TASK SET:
1. In the mailing-list reply about arch, why does the writer consider the case being examined an extreme one?
2. Rewrite everything in the mailing-list reply about arch from "idea). It's quite" down to "with star-merge.", changing "star-merge" to "replay".
3. In the mailing-list reply about arch, about how many branches does the writer say the case being examined involves?

Re: [Gnu-arch-users] Re: give us a hand with arch

gnu-arch-users
[Date Prev][Date Next][Thread Prev][Thread Next][Date Index][Thread Index]
Re: [Gnu-arch-users] Re: give us a hand with arch

From:	Andrea Arcangeli
Subject:	Re: [Gnu-arch-users] Re: give us a hand with arch
Date:	Sat, 27 Sep 2003 12:09:41 +0200
User-agent:	Mutt/1.4.1i
On Fri, Sep 26, 2003 at 07:04:25PM -0700, Tom Lord wrote:
> 
> 
>     > From: Andrea Arcangeli <address@hidden>
> 
>     > There is no way I can maintain an huge regexp.
> 
> Want some advice?
> 
> Stop.  
> 
> Slow down.
> 
> Stop posting so much.
> 
> You don't quite know what you're talking about yet.

that's true, I don't understand it all yet, I'm definitely not an
experienced user yet (and the case I was examining is what I consider an
extreme case since I've to handle around 300 branches all chained one on
top of the other and inserting new branches in the middle of the chain,
which is something I've no clear solution for yet, i.e. the "re-tag"
idea). It's quite complex stuff, I doubt many people are using arch for
this scenario today, I don't think it's the usual usage of parallel
distributed development,  and I will postpone it after the first
problems gets fixed. You're completely right we've to do things in
order and prioritize. For now I've quite clear the more normal usage
with star-merge.

NOTE: I also don't pretend to be able to use arch for the 300 branches
case.  So far I didn't even consider that it was possible at all with
any other product (even in the non open source area). It may be just too
slow to manage that many branches, but I will research if that's
feasible over time, and what I can do to make it more handy. I'm not
really in a hurry.

I'm sorry if I spammed, I was quite excited, and I was trying to
understand all what was going on.

Especially all the explanations from Pau were _just_ very useful to me
to better understand how arch can be used for my purpose (i.e. the pure
branches). My original assumption of using the patchsets as if they were
pure branches was definitely half broken ;)

But we're very right I need to slowdown and lot and focus on each thing
one by one, slowly and prioritize. Or I risk to waste your time with too
easy questions too. It was was my intention anyways to prioritize after
my first steps.  Also note the long questions were sent to Pau, I didn't
want to waste your time with easy or non interesting questions.

RECORDED INFORMATION:
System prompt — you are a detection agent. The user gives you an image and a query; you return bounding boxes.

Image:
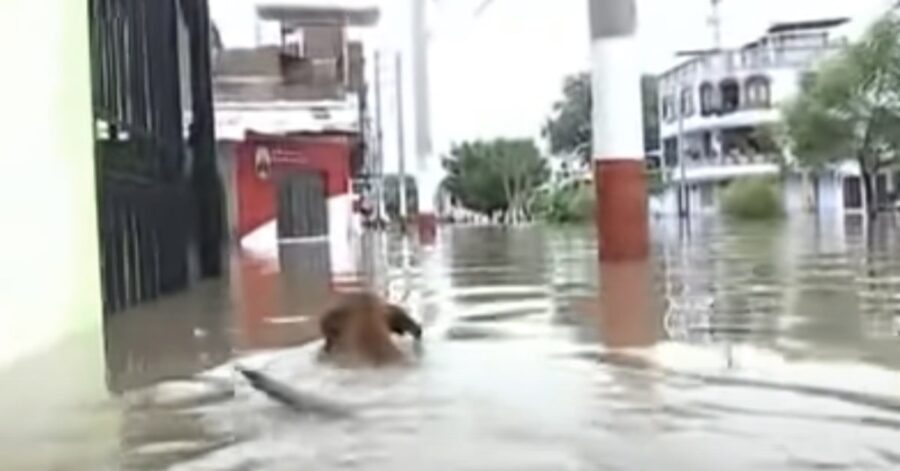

FULL SOLUTIONS:
1. The writer has to handle around 300 branches, all chained one on top of the other, and must insert new branches in the middle of that chain. The writer has no clear solution for that yet.

2.
idea). It's quite complex stuff, I doubt many people are using arch for
this scenario today, I don't think it's the usual usage of parallel
distributed development,  and I will postpone it after the first
problems gets fixed. You're completely right we've to do things in
order and prioritize. For now I've quite clear the more normal usage
with replay.

3. Around 300 branches.